◆ DOCUMENT SEGMENT:
# Probably the most touching moment, ever.



## RLMVN (Nov 5, 2012)

I have had Kasey since she was very small (I found her in a ditch on the side of the road along with her sisters and brothers) I fed them all back to health and gave the other cats great homes but kept kasey cause she and i bonded right from the moment i got her. Anyway,

I have a recent back injury I have been dealing with and I know both my cats can tell im in pain and stay near my side all day every day. I was having a bath last night and was laying with my chest out of the water just soaking my back pretty much and Kasey came up onto the ledge of the tub as she usually would and licked my hand... She seemed to sense the pain i was in and proceeded to jump onto my chest , lay down and lick my face. This is a usual thing she does when i am sitting down or in bed but she has NEVER jumped in the tub with me.. 

She kept rubbing her face on mine and licking my face.. she even put her paws around my neck and didnt care about the water one bit (her paws got SOAKED). She continued to sit there and purr and lick my forehead and nose.. I found myself with tears in my eyes because of how much she truly does love me. Animals have such unconditional love for their owners.. I am truly blessed to have 2 such amazing cats.

:luv


----------



## katlover13 (Apr 15, 2008)

Wow. You obviously have a very special bond with her. Theire are few cats that would go to that extent to comfort their person. She must be a truly wonderful cat.

◆ EXTRACTED MATERIAL:
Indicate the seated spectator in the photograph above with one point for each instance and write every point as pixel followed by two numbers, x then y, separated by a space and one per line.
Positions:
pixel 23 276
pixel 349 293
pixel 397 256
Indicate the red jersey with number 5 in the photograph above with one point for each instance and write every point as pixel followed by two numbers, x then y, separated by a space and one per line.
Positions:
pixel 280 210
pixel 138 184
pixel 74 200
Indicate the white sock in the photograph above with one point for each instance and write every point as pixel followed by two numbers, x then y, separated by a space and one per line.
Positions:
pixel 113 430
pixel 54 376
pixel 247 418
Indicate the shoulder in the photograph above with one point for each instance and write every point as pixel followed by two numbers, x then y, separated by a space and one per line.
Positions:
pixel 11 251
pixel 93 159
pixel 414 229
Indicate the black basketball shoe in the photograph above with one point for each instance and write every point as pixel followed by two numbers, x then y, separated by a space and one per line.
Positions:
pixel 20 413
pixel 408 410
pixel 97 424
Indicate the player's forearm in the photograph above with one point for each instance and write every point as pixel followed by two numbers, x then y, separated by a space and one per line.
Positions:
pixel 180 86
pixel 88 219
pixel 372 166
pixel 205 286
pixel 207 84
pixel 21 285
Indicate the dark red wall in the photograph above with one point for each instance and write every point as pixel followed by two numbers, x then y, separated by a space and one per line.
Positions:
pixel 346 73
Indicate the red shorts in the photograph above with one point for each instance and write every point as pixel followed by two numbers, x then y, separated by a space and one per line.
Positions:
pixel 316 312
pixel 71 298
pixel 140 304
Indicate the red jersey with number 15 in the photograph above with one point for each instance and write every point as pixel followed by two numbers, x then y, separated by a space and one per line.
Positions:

◆ JOBS:
[A] According to the forum thread, where did the poster find Kasey?
[B] Write out the forum thread word for word, starting at "Wow. You obviously" and ending at "truly wonderful cat.".
The material has no part in this.

◆ SOLVED PROBLEMS:
[A] In a ditch on the side of the road, along with her sisters and brothers.

[B]
Wow. You obviously have a very special bond with her. Theire are few cats that would go to that extent to comfort their person. She must be a truly wonderful cat.